Latin Lesson #1

Not that I am qualified to do teach latin, but this is some information I have gathered from the internet put into a form that is easily readable. I know some were interested in learning, so here is a first lesson. Will post the answers to the exercises tomorrow so that people can see how they did.

Nouns

agricola farmer
aqua water
causa cause, reason
domina Lady
filia daughter
fortuna fortune
fuga flight
iniuria wrong, injury
luna moon
nauta sailor
puella girl
silva forest
terra land

nouns that end in -a in the singular end in -ae in the plural

Ex:
agricola = farmer
agricolae = farmers

Verbs

amat he, she, it loves
laborat he, she, it labours
nuntiat he, she, it announces
portat he, she, it carries
pugnat he, she, it fights

If subject is noun, then drop he, she, it: nauta pugnat = the sailor fights (not the sailor he fights)

* * *

Tasks for this exercise:
**a.** Reproduce the Latin lesson word for word, starting at "Not that I am" and ending at "how they did.".
**b.** Carry on the Latin lesson, picking up after its final sentence.

(Natural language region descriptions)
* * *

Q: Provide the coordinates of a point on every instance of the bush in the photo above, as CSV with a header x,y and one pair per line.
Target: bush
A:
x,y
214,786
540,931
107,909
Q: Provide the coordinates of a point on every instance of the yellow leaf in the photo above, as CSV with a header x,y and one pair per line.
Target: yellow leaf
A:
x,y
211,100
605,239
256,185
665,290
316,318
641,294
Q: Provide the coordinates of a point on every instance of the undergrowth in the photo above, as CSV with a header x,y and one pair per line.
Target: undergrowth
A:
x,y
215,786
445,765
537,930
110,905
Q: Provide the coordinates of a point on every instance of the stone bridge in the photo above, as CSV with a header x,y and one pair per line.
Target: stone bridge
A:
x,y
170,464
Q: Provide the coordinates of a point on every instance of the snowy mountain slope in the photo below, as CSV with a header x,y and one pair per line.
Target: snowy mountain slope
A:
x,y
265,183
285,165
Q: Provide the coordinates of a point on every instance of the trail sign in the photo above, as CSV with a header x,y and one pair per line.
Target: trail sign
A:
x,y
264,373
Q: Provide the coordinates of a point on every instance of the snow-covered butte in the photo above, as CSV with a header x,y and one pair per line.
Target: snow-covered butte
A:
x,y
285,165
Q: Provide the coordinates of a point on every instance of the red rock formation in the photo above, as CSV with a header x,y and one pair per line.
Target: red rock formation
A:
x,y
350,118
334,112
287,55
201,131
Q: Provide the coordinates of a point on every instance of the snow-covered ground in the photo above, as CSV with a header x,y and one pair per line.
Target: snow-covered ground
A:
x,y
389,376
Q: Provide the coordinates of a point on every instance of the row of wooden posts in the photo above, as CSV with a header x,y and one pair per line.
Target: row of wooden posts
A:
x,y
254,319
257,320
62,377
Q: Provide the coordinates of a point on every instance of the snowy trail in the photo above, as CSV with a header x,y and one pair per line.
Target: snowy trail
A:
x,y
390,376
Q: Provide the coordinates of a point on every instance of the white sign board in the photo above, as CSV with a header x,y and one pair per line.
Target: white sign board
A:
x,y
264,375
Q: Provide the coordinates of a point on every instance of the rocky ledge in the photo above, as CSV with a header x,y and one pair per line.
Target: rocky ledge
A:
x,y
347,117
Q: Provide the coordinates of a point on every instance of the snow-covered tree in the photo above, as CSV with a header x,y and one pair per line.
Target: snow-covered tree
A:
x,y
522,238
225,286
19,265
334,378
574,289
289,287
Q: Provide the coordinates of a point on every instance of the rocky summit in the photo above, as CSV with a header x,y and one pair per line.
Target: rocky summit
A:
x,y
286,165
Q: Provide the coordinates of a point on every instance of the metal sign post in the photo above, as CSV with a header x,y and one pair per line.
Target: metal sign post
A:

* * *

Responses per task:
**a.**
Not that I am qualified to do teach latin, but this is some information I have gathered from the internet put into a form that is easily readable. I know some were interested in learning, so here is a first lesson. Will post the answers to the exercises tomorrow so that people can see how they did.

**b.**
agreement of Verb: verbs match their noun in singular or plural. Plural of above verbs is ending -nt

amat = singular
amant = plural

Ex:
the daughter loves, the daughters love
filia amat, filiae amant

Translate the following into Latin:

Exercise 1:

1, the daughter loves, the daughters love
2, the sailor is carrying, the sailors carry
3, the farmer does labour, the farmers labour
4, the girl is announcing, the girls do announce
5, the ladies are carrying, the lady carries

Translate the following into English

Exercise 2:

1, nauta pugnat, nautae pugnant
2, puella amat, puellae amant
3, agricola portat, agricolae portant
4, filia laborat, filiae laborant
5, nauta nuntiat, nautae nuntiant
6, dominae amant, domina amat

veni vidi

haha, agricola… :smiley:

I remember my very first latin sentence in school, F me, that’s 22 years ago now :blink:

“agricola arat.”

:smiley:

‘Victoria Concordia Crescit’

The best is still
“Romanes eunt domus”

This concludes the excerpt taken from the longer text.